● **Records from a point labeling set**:
● ● ● ● ● ● ●
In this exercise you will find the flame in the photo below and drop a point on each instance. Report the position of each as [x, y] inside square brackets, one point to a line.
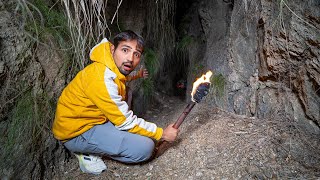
[202, 79]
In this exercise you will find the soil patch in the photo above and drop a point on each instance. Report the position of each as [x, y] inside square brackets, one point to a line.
[214, 144]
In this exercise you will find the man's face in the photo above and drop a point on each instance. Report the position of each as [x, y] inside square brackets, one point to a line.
[126, 56]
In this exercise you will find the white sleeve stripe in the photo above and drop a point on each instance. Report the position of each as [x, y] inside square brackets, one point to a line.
[131, 119]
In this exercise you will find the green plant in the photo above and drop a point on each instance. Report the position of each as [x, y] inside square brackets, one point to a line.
[147, 86]
[20, 129]
[40, 20]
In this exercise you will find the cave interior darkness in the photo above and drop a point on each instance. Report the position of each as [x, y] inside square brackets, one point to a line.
[178, 72]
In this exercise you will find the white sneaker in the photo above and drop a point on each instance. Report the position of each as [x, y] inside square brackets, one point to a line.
[91, 164]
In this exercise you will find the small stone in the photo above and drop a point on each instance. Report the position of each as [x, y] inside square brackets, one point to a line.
[199, 174]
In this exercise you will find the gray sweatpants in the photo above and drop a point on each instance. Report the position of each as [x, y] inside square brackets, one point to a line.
[107, 140]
● ● ● ● ● ● ●
● **Written exercise**:
Rewrite the stretch of the listing from the line containing "In this exercise you will find the white sleeve" through the end as a two-column CSV with the header text,answer. Use one row per entry, quote each field, and turn line breaks inside a field into spaces.

● **Exercise response**:
text,answer
"In this exercise you will find the white sleeve stripe in the photo above and drop a point on each instance. Report the position of each as [x, y] inside square brackets, one point to a line.","[131, 119]"
"In this exercise you will find the green plant in the photo above and drop a point on each instance. Report the position of each as [x, y] inside square brackets, one point to a line.","[147, 86] [20, 129] [40, 20]"
"In this exercise you will find the cave interior darkness in the photo above and drop a point on each instance. Report the position of each as [x, y] inside square brackets, one point to a line.","[178, 72]"
"In this exercise you will find the white sneaker in the photo above and drop a point on each instance. Report the position of each as [x, y] inside square brackets, one point to a line.","[91, 164]"
"In this exercise you will find the small stone in the photo above and drop a point on each instance. Report the position of each as [x, y] inside square brackets, one point to a line.","[199, 174]"
"In this exercise you will find the gray sweatpants in the photo above and drop a point on each instance. Report the position of each as [x, y] inside square brackets, one point to a line.","[107, 140]"